----- Excerpted data -----

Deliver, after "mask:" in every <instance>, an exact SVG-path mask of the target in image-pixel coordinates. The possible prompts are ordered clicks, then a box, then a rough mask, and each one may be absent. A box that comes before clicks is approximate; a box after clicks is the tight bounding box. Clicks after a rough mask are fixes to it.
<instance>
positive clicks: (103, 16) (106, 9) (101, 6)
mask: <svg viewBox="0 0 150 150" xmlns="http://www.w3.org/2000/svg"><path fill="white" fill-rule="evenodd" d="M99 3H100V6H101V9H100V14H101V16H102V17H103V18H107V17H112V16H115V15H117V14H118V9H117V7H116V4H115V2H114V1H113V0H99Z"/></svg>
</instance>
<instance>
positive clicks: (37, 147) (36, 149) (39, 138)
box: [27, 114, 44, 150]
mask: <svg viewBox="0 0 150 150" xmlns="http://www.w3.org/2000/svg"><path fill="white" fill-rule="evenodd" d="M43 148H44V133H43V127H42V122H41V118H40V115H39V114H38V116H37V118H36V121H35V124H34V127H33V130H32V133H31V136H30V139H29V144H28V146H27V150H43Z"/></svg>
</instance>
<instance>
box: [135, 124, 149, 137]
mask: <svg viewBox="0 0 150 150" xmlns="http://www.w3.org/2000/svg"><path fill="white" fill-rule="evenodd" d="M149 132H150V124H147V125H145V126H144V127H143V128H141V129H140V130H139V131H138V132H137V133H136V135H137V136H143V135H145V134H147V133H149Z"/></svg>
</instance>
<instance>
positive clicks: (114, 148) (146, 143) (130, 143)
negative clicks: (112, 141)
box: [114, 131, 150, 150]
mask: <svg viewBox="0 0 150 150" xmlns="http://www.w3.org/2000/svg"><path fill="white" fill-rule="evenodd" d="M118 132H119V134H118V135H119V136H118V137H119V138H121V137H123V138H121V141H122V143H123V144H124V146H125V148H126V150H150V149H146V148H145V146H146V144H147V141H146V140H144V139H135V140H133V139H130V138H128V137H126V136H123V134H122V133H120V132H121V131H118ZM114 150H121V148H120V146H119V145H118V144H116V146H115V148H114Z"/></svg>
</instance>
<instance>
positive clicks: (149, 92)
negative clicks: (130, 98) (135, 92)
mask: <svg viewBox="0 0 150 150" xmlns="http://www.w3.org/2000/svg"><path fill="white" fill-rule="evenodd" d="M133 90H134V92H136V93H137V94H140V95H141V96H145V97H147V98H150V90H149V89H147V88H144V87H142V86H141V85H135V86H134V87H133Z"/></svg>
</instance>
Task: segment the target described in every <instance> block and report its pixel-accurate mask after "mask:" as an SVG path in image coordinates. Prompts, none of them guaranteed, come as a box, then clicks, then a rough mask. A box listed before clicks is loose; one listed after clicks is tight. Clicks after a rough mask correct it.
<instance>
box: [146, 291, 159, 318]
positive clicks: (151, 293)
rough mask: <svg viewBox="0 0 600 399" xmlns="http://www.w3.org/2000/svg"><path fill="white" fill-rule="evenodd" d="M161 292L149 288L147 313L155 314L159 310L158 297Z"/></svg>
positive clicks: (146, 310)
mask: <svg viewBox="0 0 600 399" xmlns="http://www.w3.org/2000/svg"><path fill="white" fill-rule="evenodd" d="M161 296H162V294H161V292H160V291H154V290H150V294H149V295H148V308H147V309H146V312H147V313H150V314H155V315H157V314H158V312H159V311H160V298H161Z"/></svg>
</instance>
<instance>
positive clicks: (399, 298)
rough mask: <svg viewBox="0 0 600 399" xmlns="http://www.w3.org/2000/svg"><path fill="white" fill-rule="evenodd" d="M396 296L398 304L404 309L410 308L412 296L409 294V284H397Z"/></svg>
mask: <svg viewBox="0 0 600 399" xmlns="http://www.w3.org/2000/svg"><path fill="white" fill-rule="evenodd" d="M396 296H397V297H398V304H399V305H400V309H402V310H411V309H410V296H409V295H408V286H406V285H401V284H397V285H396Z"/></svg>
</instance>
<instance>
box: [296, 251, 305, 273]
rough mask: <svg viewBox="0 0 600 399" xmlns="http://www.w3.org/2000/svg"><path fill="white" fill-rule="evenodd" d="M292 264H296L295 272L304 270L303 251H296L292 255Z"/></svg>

-----

=== Work task ===
Return the entire listing above verbatim, reproducing every line character for character with nothing altered, added, or omitted.

=== Solution ===
Deliver, after "mask:" in every <instance>, an exact SVG-path mask of the target in image-pixel coordinates. The possible prompts are ordered clicks, then a box, then a rough mask, and each one may be absent. A box that comes before clicks is approximate; a box after clicks is the tight bounding box. Clicks after a rough mask are fixes to it.
<instance>
positive clicks: (103, 16) (106, 9) (101, 6)
mask: <svg viewBox="0 0 150 150" xmlns="http://www.w3.org/2000/svg"><path fill="white" fill-rule="evenodd" d="M99 3H100V6H101V9H100V14H101V16H102V17H103V18H107V17H112V16H115V15H117V14H118V9H117V7H116V4H115V2H114V1H113V0H99Z"/></svg>
</instance>
<instance>
positive clicks: (37, 147) (36, 149) (39, 138)
box: [27, 114, 44, 150]
mask: <svg viewBox="0 0 150 150" xmlns="http://www.w3.org/2000/svg"><path fill="white" fill-rule="evenodd" d="M43 148H44V133H43V127H42V122H41V118H40V115H39V114H38V116H37V118H36V121H35V124H34V127H33V130H32V133H31V136H30V139H29V144H28V146H27V150H43Z"/></svg>
</instance>
<instance>
box: [135, 124, 149, 137]
mask: <svg viewBox="0 0 150 150" xmlns="http://www.w3.org/2000/svg"><path fill="white" fill-rule="evenodd" d="M149 132H150V124H147V125H145V126H144V127H143V128H141V129H140V130H139V131H138V132H137V133H136V135H137V136H143V135H145V134H147V133H149Z"/></svg>
</instance>
<instance>
positive clicks: (114, 148) (146, 143) (130, 143)
negative clicks: (112, 141)
box: [114, 131, 150, 150]
mask: <svg viewBox="0 0 150 150" xmlns="http://www.w3.org/2000/svg"><path fill="white" fill-rule="evenodd" d="M118 132H119V134H118V135H119V136H118V137H119V138H121V137H123V138H121V141H122V143H123V144H124V146H125V148H126V150H150V149H146V148H145V146H146V144H147V141H146V140H144V139H135V140H133V139H130V138H128V137H126V136H123V134H122V133H120V132H121V131H118ZM114 150H121V148H120V146H119V145H118V144H116V146H115V148H114Z"/></svg>
</instance>
<instance>
positive clicks: (149, 92)
negative clicks: (130, 98) (135, 92)
mask: <svg viewBox="0 0 150 150" xmlns="http://www.w3.org/2000/svg"><path fill="white" fill-rule="evenodd" d="M133 90H134V92H136V93H137V94H140V95H141V96H145V97H147V98H150V90H149V89H147V88H144V87H142V86H141V85H135V86H134V87H133Z"/></svg>
</instance>
Task: segment the target described in every <instance> block and report its pixel-accurate mask after "mask:" as an SVG path in image coordinates. Prompts, none of them guaranteed, come as a box, then clicks, then a rough mask. A box listed before clicks is loose; one listed after clicks is tight. Clicks after a rough mask correct it.
<instance>
box: [146, 291, 159, 318]
positive clicks: (151, 293)
rough mask: <svg viewBox="0 0 600 399" xmlns="http://www.w3.org/2000/svg"><path fill="white" fill-rule="evenodd" d="M161 292L149 288L147 313L155 314L159 310L158 297Z"/></svg>
positive clicks: (146, 310)
mask: <svg viewBox="0 0 600 399" xmlns="http://www.w3.org/2000/svg"><path fill="white" fill-rule="evenodd" d="M161 296H162V294H161V292H160V291H154V290H150V294H149V295H148V308H147V309H146V312H147V313H150V314H155V315H157V314H158V312H159V311H160V298H161Z"/></svg>
</instance>
<instance>
positive clicks: (399, 298)
rough mask: <svg viewBox="0 0 600 399" xmlns="http://www.w3.org/2000/svg"><path fill="white" fill-rule="evenodd" d="M396 296L398 304L404 309L410 308L412 296L409 294V284H397Z"/></svg>
mask: <svg viewBox="0 0 600 399" xmlns="http://www.w3.org/2000/svg"><path fill="white" fill-rule="evenodd" d="M396 296H397V297H398V304H399V305H400V309H402V310H411V309H410V296H409V295H408V286H406V285H401V284H397V285H396Z"/></svg>
</instance>
<instance>
box: [296, 251, 305, 273]
rough mask: <svg viewBox="0 0 600 399" xmlns="http://www.w3.org/2000/svg"><path fill="white" fill-rule="evenodd" d="M292 264H296L295 272L304 270L303 251H296L292 255Z"/></svg>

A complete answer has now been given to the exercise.